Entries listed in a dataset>
_____

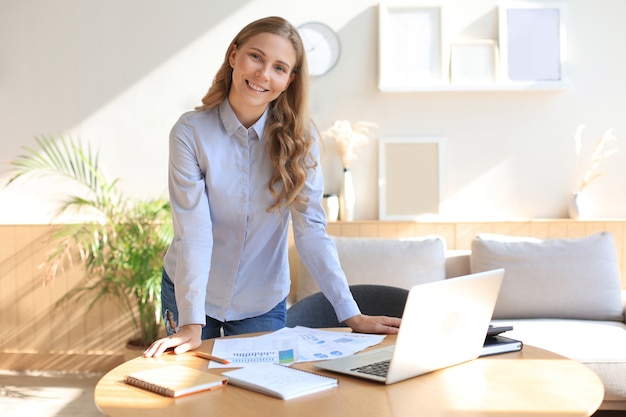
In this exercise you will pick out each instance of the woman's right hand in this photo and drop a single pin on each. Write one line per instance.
(189, 337)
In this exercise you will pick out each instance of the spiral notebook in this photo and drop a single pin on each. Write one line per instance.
(175, 380)
(280, 381)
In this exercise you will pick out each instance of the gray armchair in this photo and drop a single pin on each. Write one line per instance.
(315, 311)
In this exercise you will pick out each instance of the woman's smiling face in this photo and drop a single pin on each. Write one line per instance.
(262, 70)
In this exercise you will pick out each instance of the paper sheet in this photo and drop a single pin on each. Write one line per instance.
(298, 344)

_____

What is expected>
Rewrite all the entries with "drop a single pin" replaced by "place one marker" and everything else left as it is. Leave out the pictures.

Output>
In this exercise you will pick out each instance of the woman's right hand in this photo and place one marker on each. Write one line per instance.
(189, 337)
In this exercise you will pick out each instance of the spiral notebook in this photo and place one marker on each. Write one line per instance.
(175, 380)
(280, 381)
In this exercise you will pick out each instance of the gray armchair in this photo and place one marker on each. Write one line per instance.
(315, 311)
In this exercise you will pick out each instance of the woman's smiling face in this photo and place one marker on each. Write one line per instance.
(262, 70)
In this exercise you will pick out each instance of the paper sheet in this photo and place one marker on each. Write one line per instance.
(298, 344)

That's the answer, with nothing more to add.